─── Supplied records ───

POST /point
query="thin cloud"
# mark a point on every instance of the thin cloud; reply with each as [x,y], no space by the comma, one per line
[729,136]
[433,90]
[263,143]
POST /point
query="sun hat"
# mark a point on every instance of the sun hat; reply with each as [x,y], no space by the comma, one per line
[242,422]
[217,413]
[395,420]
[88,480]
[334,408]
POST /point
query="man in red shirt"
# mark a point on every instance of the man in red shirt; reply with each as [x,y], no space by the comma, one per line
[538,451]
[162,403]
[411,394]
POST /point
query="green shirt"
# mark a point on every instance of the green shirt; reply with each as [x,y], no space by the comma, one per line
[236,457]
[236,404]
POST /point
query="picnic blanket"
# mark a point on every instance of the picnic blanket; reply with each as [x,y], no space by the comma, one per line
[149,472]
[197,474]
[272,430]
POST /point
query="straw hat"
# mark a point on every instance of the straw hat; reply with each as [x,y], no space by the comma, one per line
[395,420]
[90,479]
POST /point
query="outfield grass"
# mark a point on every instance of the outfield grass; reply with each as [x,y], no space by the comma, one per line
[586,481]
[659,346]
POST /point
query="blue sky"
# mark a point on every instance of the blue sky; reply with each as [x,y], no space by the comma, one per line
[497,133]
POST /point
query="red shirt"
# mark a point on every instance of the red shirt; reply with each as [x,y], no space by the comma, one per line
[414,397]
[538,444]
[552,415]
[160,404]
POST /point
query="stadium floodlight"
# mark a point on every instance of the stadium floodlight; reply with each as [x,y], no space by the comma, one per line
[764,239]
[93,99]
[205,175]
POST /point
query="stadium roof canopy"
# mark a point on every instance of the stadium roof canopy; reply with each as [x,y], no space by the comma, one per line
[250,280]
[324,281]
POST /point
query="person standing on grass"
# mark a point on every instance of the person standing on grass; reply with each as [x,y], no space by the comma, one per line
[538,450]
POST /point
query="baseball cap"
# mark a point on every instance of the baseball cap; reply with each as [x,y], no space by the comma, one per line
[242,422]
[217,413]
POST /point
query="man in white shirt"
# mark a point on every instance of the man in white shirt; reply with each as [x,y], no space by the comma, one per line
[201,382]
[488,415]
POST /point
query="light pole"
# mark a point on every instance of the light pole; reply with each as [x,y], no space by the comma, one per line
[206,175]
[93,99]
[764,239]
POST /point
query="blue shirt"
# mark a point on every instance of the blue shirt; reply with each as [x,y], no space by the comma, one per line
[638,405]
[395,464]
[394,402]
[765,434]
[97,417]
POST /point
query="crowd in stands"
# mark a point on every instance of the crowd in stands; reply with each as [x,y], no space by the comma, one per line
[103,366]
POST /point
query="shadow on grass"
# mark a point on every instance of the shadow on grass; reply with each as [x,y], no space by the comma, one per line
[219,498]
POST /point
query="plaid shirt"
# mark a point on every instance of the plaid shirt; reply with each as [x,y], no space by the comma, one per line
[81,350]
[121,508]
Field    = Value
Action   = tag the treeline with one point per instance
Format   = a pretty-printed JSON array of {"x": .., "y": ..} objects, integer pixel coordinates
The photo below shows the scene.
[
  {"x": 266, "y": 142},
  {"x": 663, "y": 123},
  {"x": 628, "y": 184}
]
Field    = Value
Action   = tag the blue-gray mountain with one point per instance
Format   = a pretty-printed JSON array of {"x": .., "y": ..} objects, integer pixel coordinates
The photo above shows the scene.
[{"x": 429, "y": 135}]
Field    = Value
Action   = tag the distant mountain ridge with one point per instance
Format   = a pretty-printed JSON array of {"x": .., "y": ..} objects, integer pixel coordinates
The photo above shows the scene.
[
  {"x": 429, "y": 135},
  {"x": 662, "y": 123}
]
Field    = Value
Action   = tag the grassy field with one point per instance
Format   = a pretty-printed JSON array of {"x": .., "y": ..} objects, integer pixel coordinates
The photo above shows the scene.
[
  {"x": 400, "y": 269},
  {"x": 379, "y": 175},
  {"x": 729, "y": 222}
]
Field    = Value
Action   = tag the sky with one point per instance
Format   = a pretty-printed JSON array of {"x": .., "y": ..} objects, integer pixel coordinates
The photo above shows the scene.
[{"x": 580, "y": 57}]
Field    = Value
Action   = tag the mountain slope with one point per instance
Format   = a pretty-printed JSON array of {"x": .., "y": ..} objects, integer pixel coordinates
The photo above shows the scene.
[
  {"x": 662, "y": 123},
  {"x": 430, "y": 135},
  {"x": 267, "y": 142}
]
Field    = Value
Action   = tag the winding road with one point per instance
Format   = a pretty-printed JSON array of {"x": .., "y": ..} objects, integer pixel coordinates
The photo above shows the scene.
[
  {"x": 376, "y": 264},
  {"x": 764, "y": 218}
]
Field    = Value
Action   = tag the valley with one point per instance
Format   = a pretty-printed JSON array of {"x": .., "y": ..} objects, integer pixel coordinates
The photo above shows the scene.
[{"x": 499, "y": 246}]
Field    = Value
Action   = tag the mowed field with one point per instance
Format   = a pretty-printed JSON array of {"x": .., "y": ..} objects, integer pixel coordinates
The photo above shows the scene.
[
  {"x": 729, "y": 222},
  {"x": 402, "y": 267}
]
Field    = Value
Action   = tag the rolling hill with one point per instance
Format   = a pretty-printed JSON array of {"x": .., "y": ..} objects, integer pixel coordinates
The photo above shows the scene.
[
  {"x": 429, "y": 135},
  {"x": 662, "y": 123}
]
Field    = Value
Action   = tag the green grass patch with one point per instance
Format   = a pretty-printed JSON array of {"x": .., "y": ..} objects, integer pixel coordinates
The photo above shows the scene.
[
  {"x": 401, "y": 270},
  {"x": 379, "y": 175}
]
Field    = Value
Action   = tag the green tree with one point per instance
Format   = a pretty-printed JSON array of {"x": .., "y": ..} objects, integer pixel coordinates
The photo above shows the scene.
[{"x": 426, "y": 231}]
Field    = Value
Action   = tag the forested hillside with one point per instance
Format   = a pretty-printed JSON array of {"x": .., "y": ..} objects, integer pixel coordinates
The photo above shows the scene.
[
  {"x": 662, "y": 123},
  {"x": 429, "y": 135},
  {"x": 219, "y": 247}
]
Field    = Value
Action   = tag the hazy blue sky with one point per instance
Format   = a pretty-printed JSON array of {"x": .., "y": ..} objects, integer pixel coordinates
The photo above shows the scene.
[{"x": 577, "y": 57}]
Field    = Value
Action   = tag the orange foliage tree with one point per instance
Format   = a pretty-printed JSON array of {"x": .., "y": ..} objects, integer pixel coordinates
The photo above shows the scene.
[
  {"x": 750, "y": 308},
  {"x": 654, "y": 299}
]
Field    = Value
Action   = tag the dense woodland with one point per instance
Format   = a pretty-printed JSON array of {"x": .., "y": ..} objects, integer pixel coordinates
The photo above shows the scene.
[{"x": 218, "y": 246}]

───

→ Exercise directions
Using the data above, repeat exactly the lines that begin at the line with "# mark a point on every instance of the shadow" and end at the line with "ridge with one point per instance", both ends included.

→ Result below
# mark a point on every instance of the shadow on grass; reply with each as [x,y], no space by the comma, one per line
[219,498]
POST /point
query="plaid shirt"
# mark a point on every instance of the plaid shirt; reply with each as [x,y], no space by the comma, one per line
[81,350]
[121,508]
Field    = Value
Action   = tag the treeline with one point per instance
Format   = a pretty-printed JSON array of {"x": .., "y": ..} objects, integer pixel coordinates
The photo below shows the scene.
[
  {"x": 266, "y": 142},
  {"x": 663, "y": 123},
  {"x": 628, "y": 184}
]
Field    = Value
Action   = tag the blue-gray mountain with one point per instance
Format   = a pretty-printed JSON array of {"x": .., "y": ..} objects, integer pixel coordinates
The photo above shows the scene.
[{"x": 429, "y": 135}]
Field    = Value
Action   = tag the distant mountain ridge with one point per instance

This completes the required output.